Extracted entries:
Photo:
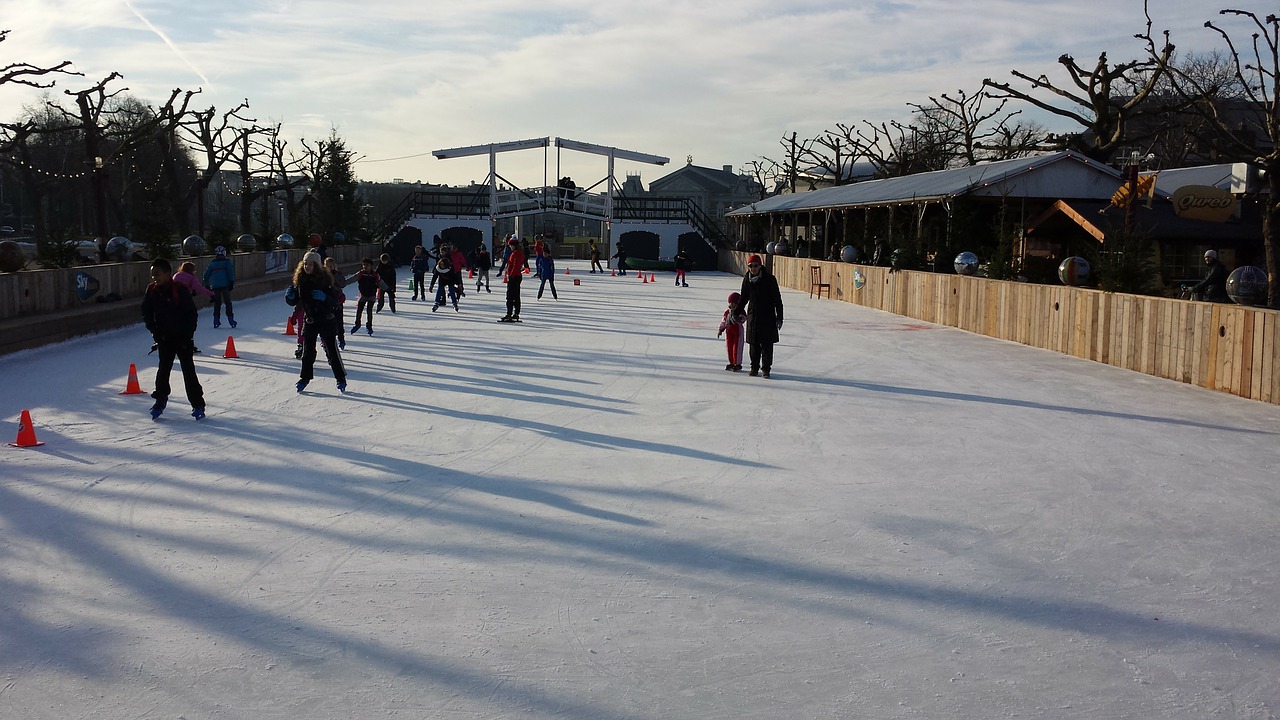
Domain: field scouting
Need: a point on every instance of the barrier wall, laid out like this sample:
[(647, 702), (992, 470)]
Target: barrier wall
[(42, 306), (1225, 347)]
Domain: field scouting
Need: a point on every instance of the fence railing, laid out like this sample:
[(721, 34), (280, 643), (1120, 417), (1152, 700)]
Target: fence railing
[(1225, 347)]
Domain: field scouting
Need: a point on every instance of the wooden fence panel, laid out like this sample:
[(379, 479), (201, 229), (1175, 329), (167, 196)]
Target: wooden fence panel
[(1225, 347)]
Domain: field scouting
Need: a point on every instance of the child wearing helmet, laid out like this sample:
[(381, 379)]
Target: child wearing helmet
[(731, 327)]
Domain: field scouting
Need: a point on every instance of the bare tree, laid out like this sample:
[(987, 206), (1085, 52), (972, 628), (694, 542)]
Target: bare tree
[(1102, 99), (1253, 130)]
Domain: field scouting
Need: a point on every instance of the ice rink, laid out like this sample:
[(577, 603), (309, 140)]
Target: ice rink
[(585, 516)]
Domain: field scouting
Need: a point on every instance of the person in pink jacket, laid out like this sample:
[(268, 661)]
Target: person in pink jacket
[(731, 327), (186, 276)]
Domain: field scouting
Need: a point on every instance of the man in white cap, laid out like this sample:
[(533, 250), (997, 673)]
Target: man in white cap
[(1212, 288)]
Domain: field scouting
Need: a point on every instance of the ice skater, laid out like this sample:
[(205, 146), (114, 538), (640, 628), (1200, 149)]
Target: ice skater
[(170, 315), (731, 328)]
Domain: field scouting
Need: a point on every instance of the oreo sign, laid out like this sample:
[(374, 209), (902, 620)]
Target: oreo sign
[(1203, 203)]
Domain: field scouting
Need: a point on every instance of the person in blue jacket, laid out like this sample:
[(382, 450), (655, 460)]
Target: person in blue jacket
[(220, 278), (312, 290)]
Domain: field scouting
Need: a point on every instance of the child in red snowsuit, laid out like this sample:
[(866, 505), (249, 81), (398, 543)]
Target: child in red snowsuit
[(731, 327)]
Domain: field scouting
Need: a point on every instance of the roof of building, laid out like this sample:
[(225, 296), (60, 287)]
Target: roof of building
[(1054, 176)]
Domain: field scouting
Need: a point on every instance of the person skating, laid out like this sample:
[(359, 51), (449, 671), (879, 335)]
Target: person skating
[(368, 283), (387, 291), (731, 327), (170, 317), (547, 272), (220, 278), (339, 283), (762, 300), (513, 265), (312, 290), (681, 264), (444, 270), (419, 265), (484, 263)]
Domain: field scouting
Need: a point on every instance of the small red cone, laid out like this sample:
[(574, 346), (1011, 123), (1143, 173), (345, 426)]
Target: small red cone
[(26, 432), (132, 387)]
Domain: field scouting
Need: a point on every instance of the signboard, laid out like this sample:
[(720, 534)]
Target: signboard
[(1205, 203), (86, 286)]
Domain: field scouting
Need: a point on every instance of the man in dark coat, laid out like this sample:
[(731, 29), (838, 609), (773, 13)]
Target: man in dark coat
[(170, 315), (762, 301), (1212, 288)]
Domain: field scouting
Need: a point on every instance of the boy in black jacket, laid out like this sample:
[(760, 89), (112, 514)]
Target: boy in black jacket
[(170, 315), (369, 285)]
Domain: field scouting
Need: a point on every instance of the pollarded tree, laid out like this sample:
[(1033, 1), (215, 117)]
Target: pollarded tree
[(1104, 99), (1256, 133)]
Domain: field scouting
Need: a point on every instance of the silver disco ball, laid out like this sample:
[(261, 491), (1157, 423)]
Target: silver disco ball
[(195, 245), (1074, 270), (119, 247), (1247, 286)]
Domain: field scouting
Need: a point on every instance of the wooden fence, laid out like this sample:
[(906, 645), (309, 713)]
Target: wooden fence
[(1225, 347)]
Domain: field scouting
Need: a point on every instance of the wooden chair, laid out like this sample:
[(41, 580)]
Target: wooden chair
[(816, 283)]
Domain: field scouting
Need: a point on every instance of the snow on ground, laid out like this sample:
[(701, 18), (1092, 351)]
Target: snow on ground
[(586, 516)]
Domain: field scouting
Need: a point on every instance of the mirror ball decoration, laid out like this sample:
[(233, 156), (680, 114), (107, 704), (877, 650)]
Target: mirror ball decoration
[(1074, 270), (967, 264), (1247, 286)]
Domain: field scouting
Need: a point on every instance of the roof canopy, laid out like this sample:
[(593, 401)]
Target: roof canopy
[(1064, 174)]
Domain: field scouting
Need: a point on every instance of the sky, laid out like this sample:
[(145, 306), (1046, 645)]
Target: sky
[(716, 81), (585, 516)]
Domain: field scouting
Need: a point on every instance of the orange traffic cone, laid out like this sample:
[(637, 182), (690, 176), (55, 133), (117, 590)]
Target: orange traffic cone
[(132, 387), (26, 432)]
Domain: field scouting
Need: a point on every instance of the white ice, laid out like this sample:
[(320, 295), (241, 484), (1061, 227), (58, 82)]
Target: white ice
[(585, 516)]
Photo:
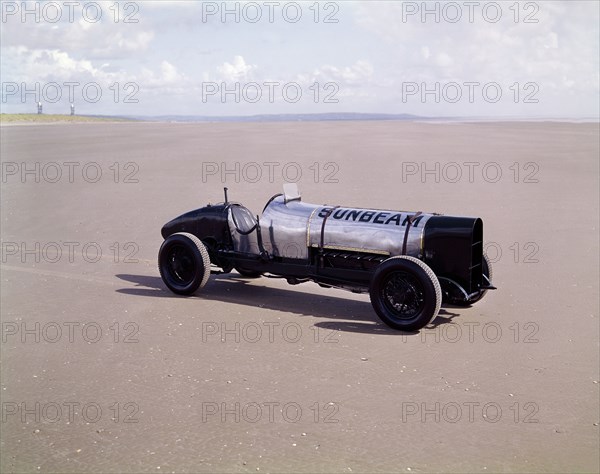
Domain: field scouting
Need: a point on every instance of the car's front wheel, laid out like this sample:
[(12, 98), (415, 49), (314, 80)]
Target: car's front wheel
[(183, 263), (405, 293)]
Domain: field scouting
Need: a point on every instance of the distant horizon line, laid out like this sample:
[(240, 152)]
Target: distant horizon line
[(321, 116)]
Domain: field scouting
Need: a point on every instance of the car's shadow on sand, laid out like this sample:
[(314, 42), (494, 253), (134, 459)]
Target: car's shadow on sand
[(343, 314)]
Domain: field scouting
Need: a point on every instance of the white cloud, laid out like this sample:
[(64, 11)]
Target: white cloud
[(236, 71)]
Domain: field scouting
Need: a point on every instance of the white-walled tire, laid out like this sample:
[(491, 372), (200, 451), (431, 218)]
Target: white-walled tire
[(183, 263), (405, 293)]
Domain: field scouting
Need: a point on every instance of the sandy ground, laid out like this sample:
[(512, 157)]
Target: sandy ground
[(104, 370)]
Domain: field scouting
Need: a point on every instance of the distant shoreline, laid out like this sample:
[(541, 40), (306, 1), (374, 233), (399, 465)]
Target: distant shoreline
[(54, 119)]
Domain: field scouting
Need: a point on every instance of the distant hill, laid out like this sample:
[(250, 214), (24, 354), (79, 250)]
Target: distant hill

Written exercise:
Keep the pictures out of the copy and write out the data exactly as it stands.

Finished task:
Photo:
Domain: field scouting
Need: a point on every instance of the barrier wall, laid out like this sample:
[(647, 702), (992, 470)]
Target: barrier wall
[(42, 306), (1225, 347)]
Domain: field scouting
Need: a point on every instance of the fence railing, laid out like this sample:
[(721, 34), (280, 643), (1120, 417), (1152, 700)]
Target: fence railing
[(1225, 347)]
Domain: field scouting
Need: a point on every instance of the wooden fence panel, laid out like this sample:
[(379, 479), (201, 229), (1175, 329), (167, 196)]
Target: wooden fence panel
[(1225, 347)]
Domain: field scouting
Need: a point on every instance of the child wearing helmet, laid out like this sample:
[(381, 379)]
Target: child wearing helmet
[(731, 327)]
Domain: field scouting
Need: a point on every instance of the bare tree, laid out like this sample:
[(987, 206), (1085, 52), (972, 628), (694, 542)]
Target: bare tree
[(1102, 99), (1253, 130)]
Domain: field scouting
Need: a point on every instance of the ice rink, laid out like this sample:
[(577, 603), (309, 140)]
Target: ice rink
[(585, 516)]
Domain: field scouting
Need: a point on every instance of the person in pink jacket, laid out like this sample:
[(268, 661)]
Target: person in pink jacket
[(731, 327), (186, 276)]
Domain: field scouting
Need: a point on every instance of the man in white cap, laid out like this sample:
[(533, 250), (997, 673)]
Target: man in white cap
[(1212, 288)]
Domain: field scouting
Need: a point on every instance of the ice skater, laid out like this sample:
[(205, 146), (114, 538), (640, 628), (1200, 149)]
Target: ice skater
[(170, 315), (731, 328)]
Domain: field scouting
Need: a point on every instance of the oreo sign, laid out like this sample:
[(374, 209), (902, 620)]
Target: oreo sign
[(1203, 203)]
Domain: field scouting
Need: a point on every instance of the person in blue jacket, laid out like this sample:
[(382, 450), (655, 460)]
Target: person in blue jacket
[(220, 278), (312, 290)]
Domain: field scouting
Need: a point on every instance of the child in red snowsuit, laid out like this sample:
[(866, 505), (249, 81), (398, 543)]
Target: child in red snowsuit
[(731, 327)]
Domain: field scouting
Need: a point on every instance of the roof of building, laid out like this sample:
[(225, 296), (60, 287)]
Target: roof of building
[(1054, 176)]
Domain: field scouting
Need: a point on every instance of the person skating, laid out like this sample:
[(359, 51), (449, 671), (879, 335)]
Target: person skating
[(368, 283), (387, 291), (731, 327), (170, 317), (547, 272), (220, 278), (339, 283), (762, 300), (513, 265), (312, 290), (681, 264), (444, 270), (419, 265), (484, 263)]
Domain: field scouting
Need: a point on every instance of the small red cone, laid out like this sample:
[(574, 346), (1011, 123), (1143, 173), (345, 426)]
Target: small red cone
[(26, 432), (132, 387)]
Domain: field scouting
Need: a point on every instance of the signboard, laid out like this sample:
[(720, 534)]
Target: signboard
[(1205, 203), (86, 286)]
Domain: field scouting
Need: a point on every instance of the man in dark coat, laid out like this sample:
[(731, 29), (838, 609), (773, 13)]
Target: man in dark coat
[(170, 315), (762, 301), (1212, 288)]
Domain: field scouting
Need: a point on every instance of the boy in black jacket, laid out like this sample:
[(760, 89), (112, 514)]
Target: boy in black jacket
[(170, 315), (369, 285)]
Domain: field scouting
Need: a point on every instance of the pollarded tree, laid out like this sample:
[(1033, 1), (215, 117)]
Target: pollarded tree
[(1104, 99), (1256, 133)]
Domain: field scouting
Need: a point on every instance of the silver disco ball, laid out like this sample:
[(261, 491), (1157, 423)]
Target: silver disco ball
[(195, 245), (1074, 270), (119, 247), (1247, 286)]
Domain: field scouting
Need: a point on every instance of the wooden fence, laid out like this sample:
[(906, 645), (309, 713)]
Target: wooden fence
[(1225, 347)]
Domain: field scouting
Need: a point on every instance of the wooden chair, laid out like this sample:
[(41, 580)]
Target: wooden chair
[(816, 283)]
Domain: field scouting
Need: a point on every instance of the snow on ground, laid out like this sample:
[(701, 18), (1092, 351)]
Target: snow on ground
[(586, 516)]
Domain: field scouting
Need: a point on every instance of the mirror ball decoration, laid out like this sample:
[(233, 156), (680, 114), (107, 704), (877, 650)]
Target: mirror ball decoration
[(1074, 270), (967, 264), (1247, 286)]
Domain: field scouting
Need: a point on every instance of the roof canopy, laid out like this sample:
[(593, 401)]
Target: roof canopy
[(1064, 174)]
Domain: field scouting
Need: a point on every instance of the sky, laid out like this sample:
[(145, 306), (1046, 645)]
Target: sky
[(716, 81), (585, 516)]
Domain: field scouting
Need: a point on every instance of the orange traffic cone, laid out like this sample:
[(637, 182), (690, 176), (55, 133), (117, 590)]
Target: orange traffic cone
[(132, 387), (26, 432)]
Domain: field scouting
Need: a point on every instance of the white ice, laid out like this sample:
[(320, 295), (241, 484), (1061, 227), (58, 82)]
Target: white ice
[(585, 516)]
Photo:
Domain: field scouting
Need: a point on every instance of the car's front wheel, laid out like this sample:
[(12, 98), (415, 49), (314, 80)]
Target: car's front wheel
[(183, 263), (405, 293)]
Domain: field scouting
Need: a point on every instance of the distant horizon line, laid out like this sample:
[(240, 152)]
Target: distant horizon line
[(321, 116)]
Domain: field scouting
Need: a point on every instance of the car's shadow on sand, laid out like this sample:
[(314, 42), (494, 253), (134, 459)]
Target: car's shadow on sand
[(343, 314)]
Domain: field scouting
Need: a point on every instance of the white cloud, laid out like this sample:
[(64, 11)]
Target: white cloud
[(236, 71)]
Domain: field scouting
Need: a point on every instance of the white-walled tire, laid out like this sample:
[(491, 372), (200, 451), (431, 218)]
Target: white-walled tire
[(183, 263), (405, 293)]
Domain: field scouting
Need: a point on every instance of the sandy ground, laid out like this sample:
[(512, 157)]
Target: sandy ground
[(104, 370)]
Domain: field scouting
Need: a point on every instance of the distant shoreline, laid out like this sample:
[(541, 40), (306, 1), (374, 233), (399, 465)]
Target: distant shoreline
[(54, 119)]
Domain: field scouting
Need: a point on every instance of the distant hill, laid out like this sample:
[(250, 214), (24, 354), (79, 250)]
Target: distant hill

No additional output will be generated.